● Source passage
-- Begin --
Recently, black-titanium dioxide (b-TiO2) has attracted great attention owing to the extension of light absorption from the UV to the Vis region through the formation of oxygen vacancies and Ti3+ defects on the surface of TiO2. Gao et al. synthesized b-TiO2 for hydrogen evolution at a rate of 1.882 mmol·g−1·h−1 under Vis light irradiation, which benefited from the expansion of the optical response range and the enhanced photocatalytic performance of b-TiO2 [34]. Zhang et al. prepared a b-TiO2 nanosheet array for photocatalytic reduction from CO2 to CO at a rate of 128.5 µmol·g–1·h–1 under Vis light irradiation [35]. Zhang et al. synthesized b-TiO2/carbon fiber composites to improve adsorption ability and photocatalytic efficiency for the degradation of methylene blue [36]. These results indicate that b-TiO2 is capable of improving the utilization efficiency of natural sunlight. Meanwhile, it has been found that the photocatalysis rate of b-TiO2 under UV irradiation is higher than that under Vis irradiation [36,37]. Thus, noble metal NPs are capable of being densely synthesized on the surface of b-TiO2 under UV light irradiation by the photocatalysis method. On the contrary, the rate of synthesis of noble metal NPs is delayed under Vis light irradiation, which furnishes an occasion to control the reaction process of NPs.
Herein, a reusable SERS substrate is fabricated by synthesizing Ag NPs onto the surface of b-TiO2 using the two-step photocatalytic method. The oxygen vacancies and Ti3+ defects on the surface of b-TiO2 extend light absorption from the UV to the Vis region. It is achieved to regulate the size dimension and distribution of Ag NPs on the surfaces of b-TiO2 NPs by utilizing UV light irradiation to improve the growth sites of Ag seeds and Vis light irradiation to tardily synthesize Ag NPs through the photocatalysis process. Furthermore, the Ag/b-TiO2 substrate shows reusable capability owing to the high photocatalytic ability of b-TiO2. This paper provides a novel idea for the fabrication of high-performance SERS substrates.
-- End --
● Data in this exercise
-- Begin --
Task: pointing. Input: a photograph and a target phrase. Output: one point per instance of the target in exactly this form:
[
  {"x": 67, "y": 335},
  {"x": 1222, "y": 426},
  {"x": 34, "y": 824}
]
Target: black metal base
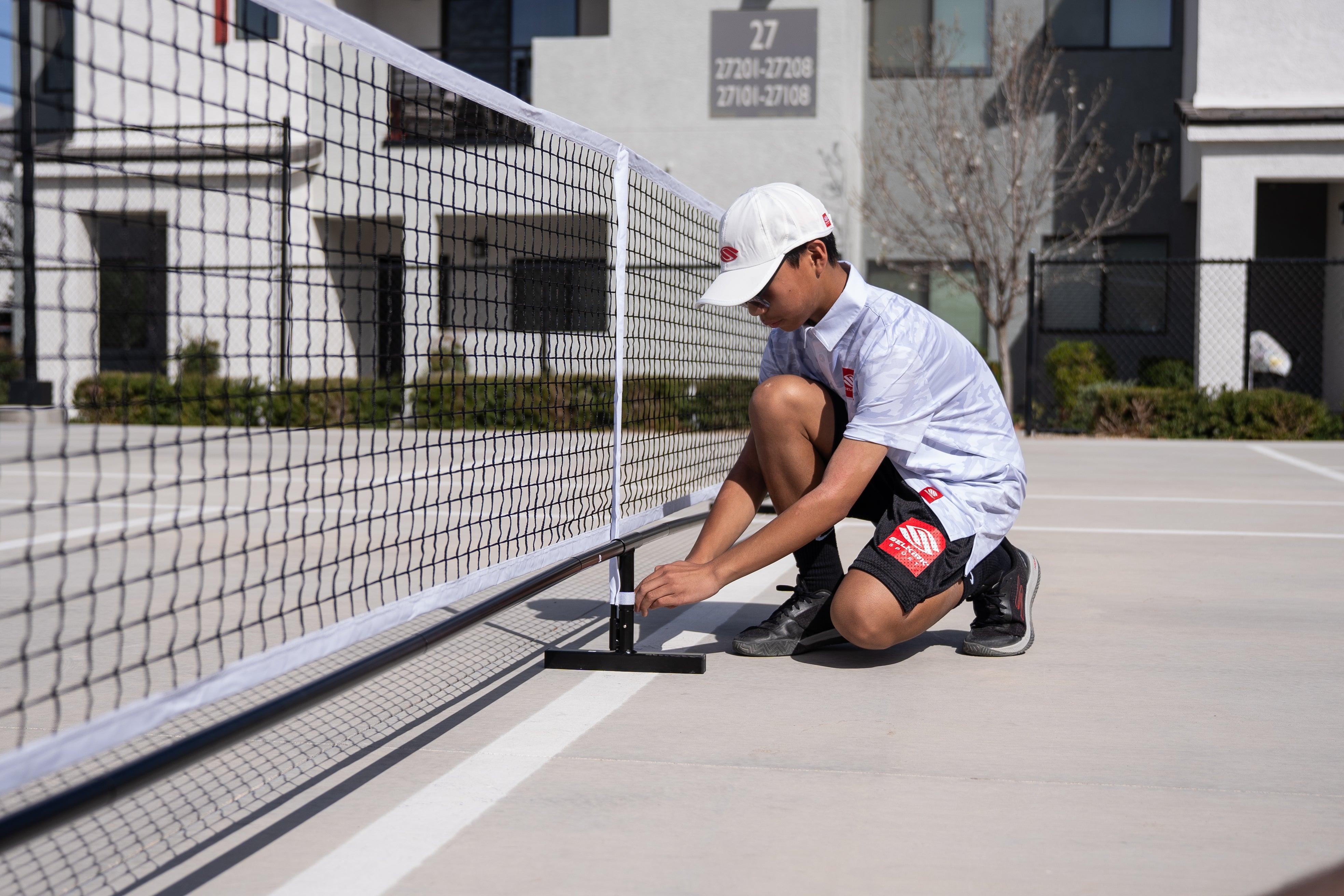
[{"x": 691, "y": 664}]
-- End --
● Written problem 1
Could you quote the passage on black titanium dioxide between "Herein, a reusable" and "high-performance SERS substrates.", inclusive?
● Written problem 2
Would you print every row as it appears, leaving out the pictures?
The passage on black titanium dioxide and the rows are unrelated material.

● Task output 1
Herein, a reusable SERS substrate is fabricated by synthesizing Ag NPs onto the surface of b-TiO2 using the two-step photocatalytic method. The oxygen vacancies and Ti3+ defects on the surface of b-TiO2 extend light absorption from the UV to the Vis region. It is achieved to regulate the size dimension and distribution of Ag NPs on the surfaces of b-TiO2 NPs by utilizing UV light irradiation to improve the growth sites of Ag seeds and Vis light irradiation to tardily synthesize Ag NPs through the photocatalysis process. Furthermore, the Ag/b-TiO2 substrate shows reusable capability owing to the high photocatalytic ability of b-TiO2. This paper provides a novel idea for the fabrication of high-performance SERS substrates.

● Task output 2
Task: pointing. Input: a photograph and a target phrase. Output: one point per instance of the target in exactly this form:
[
  {"x": 67, "y": 335},
  {"x": 1222, "y": 426},
  {"x": 34, "y": 824}
]
Target: black metal base
[{"x": 691, "y": 664}]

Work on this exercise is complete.